_EXERCISE PROMPT_
Extract every line of the listing below and reproduce each one verbatim.

— start of DATA TO PROCESS —

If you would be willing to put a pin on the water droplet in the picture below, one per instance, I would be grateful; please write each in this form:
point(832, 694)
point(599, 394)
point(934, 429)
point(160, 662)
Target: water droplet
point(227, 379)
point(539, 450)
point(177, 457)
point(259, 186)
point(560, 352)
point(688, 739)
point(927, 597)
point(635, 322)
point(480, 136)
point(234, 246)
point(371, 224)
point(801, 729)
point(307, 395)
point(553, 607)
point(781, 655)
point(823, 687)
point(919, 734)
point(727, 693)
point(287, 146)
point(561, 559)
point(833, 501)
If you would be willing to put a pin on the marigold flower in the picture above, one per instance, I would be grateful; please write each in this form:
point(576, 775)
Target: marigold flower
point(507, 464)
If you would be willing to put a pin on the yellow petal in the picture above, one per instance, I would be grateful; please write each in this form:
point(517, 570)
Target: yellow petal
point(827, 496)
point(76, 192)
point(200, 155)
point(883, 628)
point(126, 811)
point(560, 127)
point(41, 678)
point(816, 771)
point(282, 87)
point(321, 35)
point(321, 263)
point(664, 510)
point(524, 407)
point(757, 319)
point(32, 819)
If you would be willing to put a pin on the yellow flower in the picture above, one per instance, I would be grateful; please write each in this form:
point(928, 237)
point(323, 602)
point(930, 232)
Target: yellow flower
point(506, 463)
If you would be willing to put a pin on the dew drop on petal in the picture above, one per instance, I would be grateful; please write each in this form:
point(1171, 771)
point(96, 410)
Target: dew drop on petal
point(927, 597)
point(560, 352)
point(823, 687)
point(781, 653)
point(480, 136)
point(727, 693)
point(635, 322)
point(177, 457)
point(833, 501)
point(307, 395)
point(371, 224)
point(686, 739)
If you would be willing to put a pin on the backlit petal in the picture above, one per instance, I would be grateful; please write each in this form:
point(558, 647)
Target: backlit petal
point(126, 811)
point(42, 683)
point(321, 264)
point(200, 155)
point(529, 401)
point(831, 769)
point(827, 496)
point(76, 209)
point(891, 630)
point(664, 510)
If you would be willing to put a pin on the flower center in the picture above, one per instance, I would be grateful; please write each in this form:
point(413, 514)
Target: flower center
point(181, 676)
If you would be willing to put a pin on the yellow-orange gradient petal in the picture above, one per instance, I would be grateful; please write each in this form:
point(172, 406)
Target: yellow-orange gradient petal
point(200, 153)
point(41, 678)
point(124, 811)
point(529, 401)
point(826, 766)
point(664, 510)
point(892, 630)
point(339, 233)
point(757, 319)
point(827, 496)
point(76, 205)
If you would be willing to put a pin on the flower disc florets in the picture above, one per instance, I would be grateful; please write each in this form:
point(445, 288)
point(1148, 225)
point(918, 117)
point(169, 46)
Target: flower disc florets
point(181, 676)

— end of DATA TO PROCESS —

_RESULT OF THIS TASK_
If you would be willing to put a pin on the water droplet in the picture below, one per instance, I would be grateful; please write each in this form:
point(832, 694)
point(599, 394)
point(934, 429)
point(160, 662)
Target: water droplet
point(227, 379)
point(539, 450)
point(177, 457)
point(259, 186)
point(560, 352)
point(688, 739)
point(927, 597)
point(635, 322)
point(480, 136)
point(234, 246)
point(371, 224)
point(801, 729)
point(307, 395)
point(553, 607)
point(781, 655)
point(823, 687)
point(919, 734)
point(727, 693)
point(287, 146)
point(561, 559)
point(833, 501)
If you would be willing to put a pin on the marigold flower in the picture above, one per instance, I would be grateful; please write each in this form:
point(576, 775)
Target: marigold flower
point(507, 464)
If you would be willing to put a pin on the yellow petal in the picture above, one per instance, I would be grateful; please write each in this form:
point(517, 570)
Target: yellow petal
point(827, 496)
point(76, 192)
point(200, 155)
point(883, 628)
point(126, 811)
point(560, 127)
point(41, 678)
point(816, 771)
point(282, 87)
point(321, 35)
point(321, 263)
point(664, 510)
point(524, 407)
point(757, 319)
point(32, 819)
If you would be willing to put a pin on the yellow flower in the picture above, one per instance, I would be grateful; please write each in this form:
point(928, 237)
point(323, 602)
point(930, 232)
Target: yellow flower
point(506, 463)
If you would be willing to put a pin on the dew drop on petal in the picture above, one per instance, I would be grateful; please write each in this form:
point(1171, 771)
point(96, 410)
Target: dew drop on petal
point(927, 597)
point(560, 352)
point(823, 687)
point(781, 653)
point(480, 136)
point(727, 693)
point(635, 322)
point(177, 457)
point(833, 501)
point(307, 395)
point(371, 224)
point(686, 739)
If you would be willing to put a pin on the backlit petal in the picture above, one per instance, I would be grateful; please write each in this form:
point(558, 647)
Target: backlit petal
point(126, 811)
point(42, 683)
point(321, 264)
point(200, 155)
point(529, 401)
point(831, 769)
point(827, 496)
point(76, 209)
point(891, 630)
point(664, 510)
If you would be willing to put a pin on the flower center in the picture above, one per instance, I would be grateful; please write each in this form:
point(413, 514)
Target: flower center
point(181, 676)
If you would be willing to put a pin on the yellow-orange gradient petal in the picture above, one per instance, I would be grateful; please write each in this form:
point(172, 406)
Target: yellow-orange gradient petal
point(200, 153)
point(41, 678)
point(124, 811)
point(529, 401)
point(826, 766)
point(664, 510)
point(892, 630)
point(339, 233)
point(757, 319)
point(827, 496)
point(76, 205)
If you would be willing to put a pin on the flower disc florets in the picture above, one per instance, I would be grateful; please write each in this form:
point(445, 288)
point(1148, 225)
point(918, 117)
point(169, 46)
Target: flower disc florets
point(181, 676)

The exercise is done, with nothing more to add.